▶ **Exercise goal**:
The lines to extract begin at the one containing "Could you please indicate the metal thimble" and run to the end of the listing; set them down exactly and alone.

Excerpts of pointing data:
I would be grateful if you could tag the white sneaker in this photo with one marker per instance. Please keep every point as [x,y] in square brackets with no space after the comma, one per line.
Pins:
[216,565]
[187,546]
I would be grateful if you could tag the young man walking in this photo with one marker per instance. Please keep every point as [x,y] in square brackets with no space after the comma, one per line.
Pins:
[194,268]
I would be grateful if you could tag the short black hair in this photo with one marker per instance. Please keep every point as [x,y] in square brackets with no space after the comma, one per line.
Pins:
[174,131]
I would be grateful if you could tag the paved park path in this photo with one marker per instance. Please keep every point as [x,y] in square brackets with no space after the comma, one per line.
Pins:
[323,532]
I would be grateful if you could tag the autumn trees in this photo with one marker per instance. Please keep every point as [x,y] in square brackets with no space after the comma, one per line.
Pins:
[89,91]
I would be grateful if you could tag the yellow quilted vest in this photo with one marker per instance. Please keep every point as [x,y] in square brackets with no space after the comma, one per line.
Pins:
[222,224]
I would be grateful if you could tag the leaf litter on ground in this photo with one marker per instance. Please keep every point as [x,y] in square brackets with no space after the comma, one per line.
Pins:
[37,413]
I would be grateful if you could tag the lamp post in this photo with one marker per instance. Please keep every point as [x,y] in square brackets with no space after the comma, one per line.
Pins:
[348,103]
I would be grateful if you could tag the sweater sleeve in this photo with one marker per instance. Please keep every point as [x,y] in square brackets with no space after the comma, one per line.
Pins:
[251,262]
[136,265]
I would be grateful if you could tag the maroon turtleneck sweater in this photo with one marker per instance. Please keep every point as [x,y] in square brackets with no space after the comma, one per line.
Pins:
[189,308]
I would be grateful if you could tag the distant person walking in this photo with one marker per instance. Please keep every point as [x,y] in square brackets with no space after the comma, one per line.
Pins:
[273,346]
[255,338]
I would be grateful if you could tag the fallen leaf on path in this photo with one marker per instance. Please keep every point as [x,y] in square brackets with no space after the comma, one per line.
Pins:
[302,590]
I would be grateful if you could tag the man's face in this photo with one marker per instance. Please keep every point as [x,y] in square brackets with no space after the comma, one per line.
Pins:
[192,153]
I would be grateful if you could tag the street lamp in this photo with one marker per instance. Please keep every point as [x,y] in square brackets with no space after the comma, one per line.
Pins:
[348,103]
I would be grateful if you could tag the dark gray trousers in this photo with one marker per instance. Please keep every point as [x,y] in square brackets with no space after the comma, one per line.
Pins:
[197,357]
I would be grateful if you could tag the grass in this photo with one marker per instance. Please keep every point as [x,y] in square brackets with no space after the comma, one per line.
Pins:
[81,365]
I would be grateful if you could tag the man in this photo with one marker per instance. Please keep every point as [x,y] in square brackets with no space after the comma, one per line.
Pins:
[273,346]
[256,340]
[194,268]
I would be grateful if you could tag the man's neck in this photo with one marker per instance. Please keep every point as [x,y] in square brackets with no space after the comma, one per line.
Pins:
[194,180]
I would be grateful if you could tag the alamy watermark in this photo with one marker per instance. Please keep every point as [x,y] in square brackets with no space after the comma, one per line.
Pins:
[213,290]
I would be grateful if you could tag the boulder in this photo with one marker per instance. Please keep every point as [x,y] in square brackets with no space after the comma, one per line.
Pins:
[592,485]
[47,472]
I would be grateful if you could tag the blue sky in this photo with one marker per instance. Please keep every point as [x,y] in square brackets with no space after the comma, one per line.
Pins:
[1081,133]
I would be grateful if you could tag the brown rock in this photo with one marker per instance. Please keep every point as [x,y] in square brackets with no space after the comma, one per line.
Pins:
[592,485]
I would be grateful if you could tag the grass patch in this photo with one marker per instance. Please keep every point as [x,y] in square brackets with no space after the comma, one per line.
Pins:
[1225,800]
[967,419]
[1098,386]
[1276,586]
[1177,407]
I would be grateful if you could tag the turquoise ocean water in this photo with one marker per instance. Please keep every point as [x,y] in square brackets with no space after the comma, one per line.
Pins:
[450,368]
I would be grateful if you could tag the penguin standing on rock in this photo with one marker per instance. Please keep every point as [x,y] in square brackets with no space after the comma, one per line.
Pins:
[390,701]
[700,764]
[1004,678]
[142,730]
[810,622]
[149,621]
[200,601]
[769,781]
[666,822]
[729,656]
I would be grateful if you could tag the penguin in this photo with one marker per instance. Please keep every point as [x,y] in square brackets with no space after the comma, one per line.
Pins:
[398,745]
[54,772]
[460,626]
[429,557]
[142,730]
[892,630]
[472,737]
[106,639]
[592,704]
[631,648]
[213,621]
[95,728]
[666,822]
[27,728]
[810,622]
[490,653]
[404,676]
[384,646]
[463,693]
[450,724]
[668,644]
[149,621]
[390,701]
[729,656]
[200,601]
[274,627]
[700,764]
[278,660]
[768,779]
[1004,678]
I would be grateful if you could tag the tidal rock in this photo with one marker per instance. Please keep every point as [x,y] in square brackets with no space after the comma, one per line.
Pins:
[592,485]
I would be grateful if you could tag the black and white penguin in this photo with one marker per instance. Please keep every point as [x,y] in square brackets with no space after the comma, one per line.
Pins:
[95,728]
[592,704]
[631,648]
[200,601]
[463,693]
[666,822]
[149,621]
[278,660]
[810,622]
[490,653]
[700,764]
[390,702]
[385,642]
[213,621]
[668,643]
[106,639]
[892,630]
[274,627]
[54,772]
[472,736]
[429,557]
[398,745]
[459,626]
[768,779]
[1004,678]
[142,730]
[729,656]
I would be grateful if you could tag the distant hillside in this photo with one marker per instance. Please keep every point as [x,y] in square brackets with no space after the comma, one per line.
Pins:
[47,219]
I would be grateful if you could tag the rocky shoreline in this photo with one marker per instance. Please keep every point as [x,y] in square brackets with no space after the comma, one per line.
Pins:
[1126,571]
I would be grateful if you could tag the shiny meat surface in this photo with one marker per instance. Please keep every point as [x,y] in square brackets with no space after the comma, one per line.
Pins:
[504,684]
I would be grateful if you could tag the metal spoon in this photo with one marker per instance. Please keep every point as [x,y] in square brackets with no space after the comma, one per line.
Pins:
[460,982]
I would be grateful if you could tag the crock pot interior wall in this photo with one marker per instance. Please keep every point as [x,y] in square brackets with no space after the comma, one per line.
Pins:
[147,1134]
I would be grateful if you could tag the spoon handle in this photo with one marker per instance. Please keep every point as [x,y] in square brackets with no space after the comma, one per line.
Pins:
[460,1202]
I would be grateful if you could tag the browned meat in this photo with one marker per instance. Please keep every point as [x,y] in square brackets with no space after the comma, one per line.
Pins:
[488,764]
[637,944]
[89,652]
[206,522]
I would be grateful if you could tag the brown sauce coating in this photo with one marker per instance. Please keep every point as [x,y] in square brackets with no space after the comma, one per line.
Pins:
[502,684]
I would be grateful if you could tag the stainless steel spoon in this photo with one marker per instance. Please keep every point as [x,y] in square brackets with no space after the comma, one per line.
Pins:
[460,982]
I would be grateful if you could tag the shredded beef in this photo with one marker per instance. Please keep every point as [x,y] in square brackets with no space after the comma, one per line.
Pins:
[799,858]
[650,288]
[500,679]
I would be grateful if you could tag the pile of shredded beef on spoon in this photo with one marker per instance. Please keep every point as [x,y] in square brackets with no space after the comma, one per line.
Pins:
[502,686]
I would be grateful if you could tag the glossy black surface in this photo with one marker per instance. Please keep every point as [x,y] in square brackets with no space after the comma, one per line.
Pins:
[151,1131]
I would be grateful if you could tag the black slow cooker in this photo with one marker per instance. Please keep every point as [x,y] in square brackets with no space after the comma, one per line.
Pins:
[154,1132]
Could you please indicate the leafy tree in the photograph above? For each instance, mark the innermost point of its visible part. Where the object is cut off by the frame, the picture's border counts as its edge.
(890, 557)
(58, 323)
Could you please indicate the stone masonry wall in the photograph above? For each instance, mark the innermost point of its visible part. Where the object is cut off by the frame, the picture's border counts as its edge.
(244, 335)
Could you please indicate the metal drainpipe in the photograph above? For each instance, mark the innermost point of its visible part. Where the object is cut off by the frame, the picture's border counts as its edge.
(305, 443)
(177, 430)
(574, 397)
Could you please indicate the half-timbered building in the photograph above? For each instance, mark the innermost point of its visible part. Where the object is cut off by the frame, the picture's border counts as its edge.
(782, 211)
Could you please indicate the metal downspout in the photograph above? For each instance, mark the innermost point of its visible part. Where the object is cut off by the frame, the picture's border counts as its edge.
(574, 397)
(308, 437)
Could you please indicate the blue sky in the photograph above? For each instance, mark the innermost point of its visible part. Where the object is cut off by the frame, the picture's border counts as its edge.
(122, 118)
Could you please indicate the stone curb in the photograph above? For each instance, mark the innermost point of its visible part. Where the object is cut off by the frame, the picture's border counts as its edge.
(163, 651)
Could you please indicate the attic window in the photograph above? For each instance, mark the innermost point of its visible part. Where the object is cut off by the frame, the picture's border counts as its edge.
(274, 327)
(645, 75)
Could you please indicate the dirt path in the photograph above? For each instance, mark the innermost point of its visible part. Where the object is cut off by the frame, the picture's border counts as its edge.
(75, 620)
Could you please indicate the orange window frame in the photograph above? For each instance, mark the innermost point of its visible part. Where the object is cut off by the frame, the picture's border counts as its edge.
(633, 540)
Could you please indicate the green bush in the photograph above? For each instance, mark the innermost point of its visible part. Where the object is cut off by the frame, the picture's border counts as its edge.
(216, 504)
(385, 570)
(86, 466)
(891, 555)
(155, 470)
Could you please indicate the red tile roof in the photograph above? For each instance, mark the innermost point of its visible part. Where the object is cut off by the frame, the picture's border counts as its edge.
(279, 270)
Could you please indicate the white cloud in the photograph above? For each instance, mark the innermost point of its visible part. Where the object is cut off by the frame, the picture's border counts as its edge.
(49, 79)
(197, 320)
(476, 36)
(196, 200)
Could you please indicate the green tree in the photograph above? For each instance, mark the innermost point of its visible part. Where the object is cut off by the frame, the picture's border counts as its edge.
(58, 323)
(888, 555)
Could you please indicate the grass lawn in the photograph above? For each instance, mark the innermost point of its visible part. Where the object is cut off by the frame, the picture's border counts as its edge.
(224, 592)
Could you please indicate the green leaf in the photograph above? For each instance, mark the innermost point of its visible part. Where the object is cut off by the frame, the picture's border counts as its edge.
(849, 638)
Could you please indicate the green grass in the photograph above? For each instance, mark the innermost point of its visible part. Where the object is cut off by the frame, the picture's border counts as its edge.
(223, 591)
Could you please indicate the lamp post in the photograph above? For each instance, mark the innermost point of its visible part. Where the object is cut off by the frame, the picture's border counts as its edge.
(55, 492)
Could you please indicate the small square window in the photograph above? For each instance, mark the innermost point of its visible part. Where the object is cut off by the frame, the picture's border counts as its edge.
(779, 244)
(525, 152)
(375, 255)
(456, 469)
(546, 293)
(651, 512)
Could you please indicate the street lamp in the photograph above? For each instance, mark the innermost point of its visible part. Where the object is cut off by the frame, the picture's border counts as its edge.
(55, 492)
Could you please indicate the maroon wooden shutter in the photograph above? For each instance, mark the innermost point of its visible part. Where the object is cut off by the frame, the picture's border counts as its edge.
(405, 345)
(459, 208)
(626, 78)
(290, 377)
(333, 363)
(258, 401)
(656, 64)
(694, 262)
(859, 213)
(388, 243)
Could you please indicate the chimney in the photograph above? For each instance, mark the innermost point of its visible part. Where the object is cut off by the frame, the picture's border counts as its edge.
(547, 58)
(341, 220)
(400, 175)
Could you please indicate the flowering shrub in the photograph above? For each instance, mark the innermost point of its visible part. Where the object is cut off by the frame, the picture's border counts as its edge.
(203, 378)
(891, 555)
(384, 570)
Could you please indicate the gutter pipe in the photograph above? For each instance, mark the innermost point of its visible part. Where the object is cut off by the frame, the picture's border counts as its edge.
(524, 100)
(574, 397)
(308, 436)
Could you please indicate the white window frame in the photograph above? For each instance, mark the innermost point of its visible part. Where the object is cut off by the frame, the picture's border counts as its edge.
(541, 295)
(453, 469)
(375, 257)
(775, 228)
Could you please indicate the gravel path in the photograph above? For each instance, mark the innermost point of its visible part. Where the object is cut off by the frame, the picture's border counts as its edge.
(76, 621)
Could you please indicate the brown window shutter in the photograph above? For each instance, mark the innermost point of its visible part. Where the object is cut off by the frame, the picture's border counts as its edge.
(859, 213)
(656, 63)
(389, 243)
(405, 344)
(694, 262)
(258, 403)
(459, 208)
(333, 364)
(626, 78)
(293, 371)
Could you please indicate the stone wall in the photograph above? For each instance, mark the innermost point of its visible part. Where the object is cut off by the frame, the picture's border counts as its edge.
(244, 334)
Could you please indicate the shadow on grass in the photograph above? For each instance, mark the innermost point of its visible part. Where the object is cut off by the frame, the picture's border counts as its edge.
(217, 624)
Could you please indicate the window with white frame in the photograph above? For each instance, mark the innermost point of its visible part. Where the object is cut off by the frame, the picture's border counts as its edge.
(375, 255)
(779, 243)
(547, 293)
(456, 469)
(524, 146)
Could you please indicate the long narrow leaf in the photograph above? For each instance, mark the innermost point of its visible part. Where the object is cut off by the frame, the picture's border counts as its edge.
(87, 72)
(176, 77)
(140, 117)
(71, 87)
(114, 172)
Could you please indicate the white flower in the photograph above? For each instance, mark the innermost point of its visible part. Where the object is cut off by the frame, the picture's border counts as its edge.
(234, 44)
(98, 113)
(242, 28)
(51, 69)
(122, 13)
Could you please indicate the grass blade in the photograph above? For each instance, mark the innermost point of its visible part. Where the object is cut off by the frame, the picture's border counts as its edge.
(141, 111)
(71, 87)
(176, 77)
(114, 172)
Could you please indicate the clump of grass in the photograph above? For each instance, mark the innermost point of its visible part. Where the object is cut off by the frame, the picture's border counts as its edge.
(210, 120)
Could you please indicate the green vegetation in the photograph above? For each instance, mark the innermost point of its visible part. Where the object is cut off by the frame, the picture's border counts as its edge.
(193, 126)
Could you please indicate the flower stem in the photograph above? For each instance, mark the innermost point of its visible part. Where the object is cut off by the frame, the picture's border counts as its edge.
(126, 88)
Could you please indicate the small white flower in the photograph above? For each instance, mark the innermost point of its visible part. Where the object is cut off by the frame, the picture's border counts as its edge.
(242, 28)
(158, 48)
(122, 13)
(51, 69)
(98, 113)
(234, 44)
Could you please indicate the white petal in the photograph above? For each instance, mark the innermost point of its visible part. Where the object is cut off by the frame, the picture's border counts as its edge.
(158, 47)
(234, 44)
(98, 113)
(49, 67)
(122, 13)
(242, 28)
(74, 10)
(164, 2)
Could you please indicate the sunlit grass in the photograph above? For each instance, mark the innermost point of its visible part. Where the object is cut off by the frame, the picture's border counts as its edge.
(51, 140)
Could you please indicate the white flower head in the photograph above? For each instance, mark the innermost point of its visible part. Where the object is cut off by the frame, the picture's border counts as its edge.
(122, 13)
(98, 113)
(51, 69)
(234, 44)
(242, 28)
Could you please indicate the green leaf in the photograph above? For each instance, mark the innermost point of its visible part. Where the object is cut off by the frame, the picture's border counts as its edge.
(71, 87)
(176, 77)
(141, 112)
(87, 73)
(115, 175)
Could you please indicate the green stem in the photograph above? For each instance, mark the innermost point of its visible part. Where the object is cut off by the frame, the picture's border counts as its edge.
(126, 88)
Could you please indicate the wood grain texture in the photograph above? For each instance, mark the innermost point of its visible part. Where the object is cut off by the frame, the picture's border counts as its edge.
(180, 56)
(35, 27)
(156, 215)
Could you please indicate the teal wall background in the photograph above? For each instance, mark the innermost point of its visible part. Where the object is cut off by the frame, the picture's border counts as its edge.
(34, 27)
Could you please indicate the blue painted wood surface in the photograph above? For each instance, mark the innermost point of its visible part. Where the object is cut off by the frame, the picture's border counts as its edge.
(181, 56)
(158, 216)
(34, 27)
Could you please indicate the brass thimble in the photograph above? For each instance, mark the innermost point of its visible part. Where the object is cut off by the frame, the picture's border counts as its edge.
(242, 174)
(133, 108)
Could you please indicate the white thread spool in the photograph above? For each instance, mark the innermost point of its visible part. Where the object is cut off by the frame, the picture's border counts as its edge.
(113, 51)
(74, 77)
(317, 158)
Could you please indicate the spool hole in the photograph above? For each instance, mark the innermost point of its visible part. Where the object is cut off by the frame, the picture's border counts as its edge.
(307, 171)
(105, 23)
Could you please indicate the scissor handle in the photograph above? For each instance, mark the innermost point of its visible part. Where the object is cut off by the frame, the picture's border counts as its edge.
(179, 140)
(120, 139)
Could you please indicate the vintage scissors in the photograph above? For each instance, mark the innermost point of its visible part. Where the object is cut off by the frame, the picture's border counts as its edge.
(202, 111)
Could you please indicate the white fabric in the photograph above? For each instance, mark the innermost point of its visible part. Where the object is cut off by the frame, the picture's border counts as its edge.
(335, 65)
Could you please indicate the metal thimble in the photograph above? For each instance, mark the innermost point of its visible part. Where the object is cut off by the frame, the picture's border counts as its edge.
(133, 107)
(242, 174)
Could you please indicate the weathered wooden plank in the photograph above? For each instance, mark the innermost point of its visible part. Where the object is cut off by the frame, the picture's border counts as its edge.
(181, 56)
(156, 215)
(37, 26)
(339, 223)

▶ **Response below**:
Could you please indicate the metal thimble in the photograph above? For each instance, mark the innermost point of its visible part. Where the object is cut off by the frame, the picture's border counts as its edge.
(133, 107)
(242, 174)
Could you please indicate the weathered wooden plank in the photograph above? For each instance, mark the innermost point of its visible part. Where the object is cut off by the frame, the picture's border counts as its edge.
(181, 56)
(156, 215)
(37, 26)
(339, 223)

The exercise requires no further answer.